**RICHIESTA SCRITTA A:** Trascrivi dall'articolo su Luciana Lamorgese il brano che inizia con le parole "di Luca Misculin" e termina con le parole "prefetto Luciana Lamorgese.".
**RICHIESTA SCRITTA B:**
Rispondi a queste domande sull'articolo su Luciana Lamorgese:
(i) Per quanti mesi Matteo Salvini è rimasto al governo?
(ii) Di quale ministro Lamorgese è stata capo di gabinetto?
(iii) In quali anni Lamorgese è stata prefetto di Milano?

**TESTO ESTRATTO:**
__________

Cosa ha fatto Luciana Lamorgese a Milano

L'incarico più delicato del nuovo governo è andato alla persona meno nota: per saperne di più è utile conoscere la sua esperienza da prefetto a Milano, in un periodo molto delicato

di Luca Misculin

(ANSA / MATTEO BAZZI)
(ANSA / MATTEO BAZZI)

Nei suoi quattordici mesi al governo, Matteo Salvini ha messo in pratica tutto quello che aveva mostrato e promesso ai suoi elettori: due decreti potenzialmente incostituzionali che hanno smantellato il sistema di accoglienza italiano, e una retorica che si basava in buona parte sulla diffusione di informazioni false o allarmistiche sui social network, la stessa che usava in campagna elettorale. In questo senso, vista anche la sua onnipresenza televisiva precedente al suo incarico al ministero dell’Interno, Matteo Salvini è stato prevedibile. Nessuno sa invece cosa aspettarsi dal suo successore: l’ex prefetto Luciana Lamorgese.

Lamorgese è l’unico “tecnico” del nuovo governo guidato da Giuseppe Conte, che ha giurato stamattina. Non usa i social network, non ha mai ricoperto una carica politica né partecipato attivamente alla vita di un partito. La sua carriera è decollata dopo la nomina a capo di gabinetto dell’allora ministro Angelino Alfano – un politico di centrodestra in un governo di centrosinistra – e negli anni è stata lodata pubblicamente da diversi politici di centrosinistra. Nelle sue rare uscite pubbliche ha detto cose come «chi scappa dalla fame ha diritto a trovare condizioni di vita migliori», apparentemente ignorando la distinzione fra migranti economici e rifugiati, e allo stesso tempo ha invocato una maggiore presenza e «visibilità» delle forze dell’ordine nelle strade. Per cercare di capire che tipo di ministro potrebbe essere, vale la pena concentrarsi sul suo incarico più recente e importante: quello di prefetto di Milano fra il 2017 e il 2018.

__________

**DATI FORNITI:**
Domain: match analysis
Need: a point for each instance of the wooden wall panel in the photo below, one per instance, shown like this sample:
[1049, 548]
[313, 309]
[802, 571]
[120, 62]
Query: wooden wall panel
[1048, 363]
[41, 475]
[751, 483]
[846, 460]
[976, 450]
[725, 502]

__________

**RISPOSTA COMPLETA A:**
di Luca Misculin

(ANSA / MATTEO BAZZI)
(ANSA / MATTEO BAZZI)

Nei suoi quattordici mesi al governo, Matteo Salvini ha messo in pratica tutto quello che aveva mostrato e promesso ai suoi elettori: due decreti potenzialmente incostituzionali che hanno smantellato il sistema di accoglienza italiano, e una retorica che si basava in buona parte sulla diffusione di informazioni false o allarmistiche sui social network, la stessa che usava in campagna elettorale. In questo senso, vista anche la sua onnipresenza televisiva precedente al suo incarico al ministero dell’Interno, Matteo Salvini è stato prevedibile. Nessuno sa invece cosa aspettarsi dal suo successore: l’ex prefetto Luciana Lamorgese.

**RISPOSTA COMPLETA B:**
(i) Quattordici mesi.
(ii) Angelino Alfano.
(iii) Fra il 2017 e il 2018.